**** Extracted entries ****

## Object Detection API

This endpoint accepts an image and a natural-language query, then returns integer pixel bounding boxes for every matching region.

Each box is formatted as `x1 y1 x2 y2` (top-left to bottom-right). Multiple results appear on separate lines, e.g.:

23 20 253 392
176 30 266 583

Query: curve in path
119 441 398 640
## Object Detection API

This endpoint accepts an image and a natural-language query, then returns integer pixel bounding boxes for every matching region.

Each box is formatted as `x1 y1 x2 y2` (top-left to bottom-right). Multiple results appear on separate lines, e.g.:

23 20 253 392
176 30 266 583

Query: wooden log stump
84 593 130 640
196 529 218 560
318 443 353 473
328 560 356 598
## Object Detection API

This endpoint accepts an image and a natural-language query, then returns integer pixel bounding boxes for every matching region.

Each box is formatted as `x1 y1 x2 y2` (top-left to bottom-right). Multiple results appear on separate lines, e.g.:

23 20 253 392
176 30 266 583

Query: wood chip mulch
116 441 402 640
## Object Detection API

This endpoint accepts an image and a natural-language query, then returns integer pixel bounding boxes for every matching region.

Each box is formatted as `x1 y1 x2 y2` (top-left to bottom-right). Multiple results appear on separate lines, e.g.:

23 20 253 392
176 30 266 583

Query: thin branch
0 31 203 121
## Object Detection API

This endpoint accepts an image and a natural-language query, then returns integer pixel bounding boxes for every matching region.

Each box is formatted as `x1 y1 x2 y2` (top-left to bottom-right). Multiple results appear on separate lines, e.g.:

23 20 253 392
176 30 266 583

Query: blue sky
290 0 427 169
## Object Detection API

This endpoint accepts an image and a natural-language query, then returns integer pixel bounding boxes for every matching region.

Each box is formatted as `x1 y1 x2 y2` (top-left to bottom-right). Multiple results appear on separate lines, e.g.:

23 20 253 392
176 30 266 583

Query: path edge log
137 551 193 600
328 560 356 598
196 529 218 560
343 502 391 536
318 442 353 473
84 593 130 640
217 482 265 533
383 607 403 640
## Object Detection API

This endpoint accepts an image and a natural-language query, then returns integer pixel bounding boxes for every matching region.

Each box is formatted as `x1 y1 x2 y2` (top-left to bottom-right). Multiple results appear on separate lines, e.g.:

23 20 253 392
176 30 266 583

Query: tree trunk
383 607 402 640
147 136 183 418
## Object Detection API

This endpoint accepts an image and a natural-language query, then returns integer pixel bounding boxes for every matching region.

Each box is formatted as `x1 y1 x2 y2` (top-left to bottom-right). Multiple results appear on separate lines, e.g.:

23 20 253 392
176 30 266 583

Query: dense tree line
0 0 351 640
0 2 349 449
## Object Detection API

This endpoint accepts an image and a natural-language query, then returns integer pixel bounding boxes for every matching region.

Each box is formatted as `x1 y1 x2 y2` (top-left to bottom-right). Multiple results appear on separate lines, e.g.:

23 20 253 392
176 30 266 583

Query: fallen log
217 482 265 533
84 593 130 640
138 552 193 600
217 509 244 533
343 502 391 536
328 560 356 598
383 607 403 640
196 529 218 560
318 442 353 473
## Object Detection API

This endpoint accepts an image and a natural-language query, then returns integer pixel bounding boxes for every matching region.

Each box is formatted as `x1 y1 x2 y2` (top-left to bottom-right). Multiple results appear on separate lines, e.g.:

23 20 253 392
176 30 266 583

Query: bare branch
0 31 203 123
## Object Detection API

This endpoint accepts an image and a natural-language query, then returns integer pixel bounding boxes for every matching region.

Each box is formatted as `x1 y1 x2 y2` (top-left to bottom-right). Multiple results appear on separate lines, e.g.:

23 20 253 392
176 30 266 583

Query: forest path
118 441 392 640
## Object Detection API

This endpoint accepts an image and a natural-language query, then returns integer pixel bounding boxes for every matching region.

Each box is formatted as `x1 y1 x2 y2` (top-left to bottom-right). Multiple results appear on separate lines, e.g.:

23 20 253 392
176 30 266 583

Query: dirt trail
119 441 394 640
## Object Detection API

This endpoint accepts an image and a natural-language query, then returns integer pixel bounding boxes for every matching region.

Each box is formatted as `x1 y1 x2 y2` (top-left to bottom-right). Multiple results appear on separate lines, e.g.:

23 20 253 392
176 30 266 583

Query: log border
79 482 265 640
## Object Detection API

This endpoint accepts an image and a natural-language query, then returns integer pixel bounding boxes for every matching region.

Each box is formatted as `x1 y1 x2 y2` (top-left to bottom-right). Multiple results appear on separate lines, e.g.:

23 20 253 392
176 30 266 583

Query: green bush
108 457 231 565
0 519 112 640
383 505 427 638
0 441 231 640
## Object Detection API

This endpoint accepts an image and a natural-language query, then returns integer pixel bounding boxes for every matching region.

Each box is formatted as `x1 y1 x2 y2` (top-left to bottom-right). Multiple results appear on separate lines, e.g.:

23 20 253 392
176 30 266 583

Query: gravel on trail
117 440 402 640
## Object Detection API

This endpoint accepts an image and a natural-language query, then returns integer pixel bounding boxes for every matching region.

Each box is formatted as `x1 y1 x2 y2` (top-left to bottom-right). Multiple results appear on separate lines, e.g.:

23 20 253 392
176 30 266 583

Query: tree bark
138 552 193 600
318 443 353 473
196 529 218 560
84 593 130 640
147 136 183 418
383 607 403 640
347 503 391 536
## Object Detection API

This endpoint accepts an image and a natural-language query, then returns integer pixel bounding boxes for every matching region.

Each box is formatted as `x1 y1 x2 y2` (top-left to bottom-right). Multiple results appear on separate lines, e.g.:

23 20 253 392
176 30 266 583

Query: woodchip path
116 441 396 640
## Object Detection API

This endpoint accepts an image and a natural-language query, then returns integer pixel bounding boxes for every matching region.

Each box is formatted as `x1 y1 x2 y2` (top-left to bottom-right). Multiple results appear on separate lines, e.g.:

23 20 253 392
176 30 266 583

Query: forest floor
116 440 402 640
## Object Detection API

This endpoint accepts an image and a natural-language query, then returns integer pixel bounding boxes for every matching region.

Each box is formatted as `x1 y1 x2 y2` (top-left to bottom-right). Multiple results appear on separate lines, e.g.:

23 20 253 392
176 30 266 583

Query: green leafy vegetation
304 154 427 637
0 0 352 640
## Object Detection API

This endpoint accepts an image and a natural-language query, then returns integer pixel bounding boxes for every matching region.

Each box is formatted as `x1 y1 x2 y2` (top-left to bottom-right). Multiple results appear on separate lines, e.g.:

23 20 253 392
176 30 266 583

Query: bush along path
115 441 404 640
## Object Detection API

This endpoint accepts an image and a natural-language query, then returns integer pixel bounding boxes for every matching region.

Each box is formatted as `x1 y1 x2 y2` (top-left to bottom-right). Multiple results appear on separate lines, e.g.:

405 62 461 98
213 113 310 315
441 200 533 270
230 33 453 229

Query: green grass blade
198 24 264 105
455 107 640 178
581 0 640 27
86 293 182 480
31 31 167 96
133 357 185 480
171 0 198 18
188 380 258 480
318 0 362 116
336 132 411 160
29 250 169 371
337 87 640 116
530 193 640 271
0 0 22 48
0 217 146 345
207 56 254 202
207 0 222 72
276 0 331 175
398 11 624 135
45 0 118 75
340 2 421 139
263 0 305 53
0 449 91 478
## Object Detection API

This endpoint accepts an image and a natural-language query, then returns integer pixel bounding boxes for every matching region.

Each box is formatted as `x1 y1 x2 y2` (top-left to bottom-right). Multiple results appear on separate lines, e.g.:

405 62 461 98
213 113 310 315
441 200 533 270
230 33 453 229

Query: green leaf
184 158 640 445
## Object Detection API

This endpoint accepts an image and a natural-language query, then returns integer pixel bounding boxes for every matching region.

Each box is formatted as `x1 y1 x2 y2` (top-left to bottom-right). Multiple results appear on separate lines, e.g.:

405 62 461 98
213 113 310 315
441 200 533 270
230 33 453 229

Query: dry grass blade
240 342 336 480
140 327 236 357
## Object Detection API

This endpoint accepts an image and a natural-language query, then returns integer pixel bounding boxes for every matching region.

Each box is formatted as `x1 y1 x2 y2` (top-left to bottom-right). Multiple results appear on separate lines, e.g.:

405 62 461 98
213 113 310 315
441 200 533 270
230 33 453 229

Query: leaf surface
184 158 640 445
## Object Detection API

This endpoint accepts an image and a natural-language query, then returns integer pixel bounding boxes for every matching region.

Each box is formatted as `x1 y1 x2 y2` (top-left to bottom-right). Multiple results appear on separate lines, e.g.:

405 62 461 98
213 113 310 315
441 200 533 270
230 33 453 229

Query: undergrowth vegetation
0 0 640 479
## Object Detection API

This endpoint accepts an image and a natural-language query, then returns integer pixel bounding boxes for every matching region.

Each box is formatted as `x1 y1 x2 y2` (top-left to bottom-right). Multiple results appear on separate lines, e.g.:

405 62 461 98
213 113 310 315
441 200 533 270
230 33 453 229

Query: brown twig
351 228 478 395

****

▶ Task
Show every line from the records above that contains the word "blade", matching case exactly.

▶ Exercise result
Query: green grass blade
Query: dry grass blade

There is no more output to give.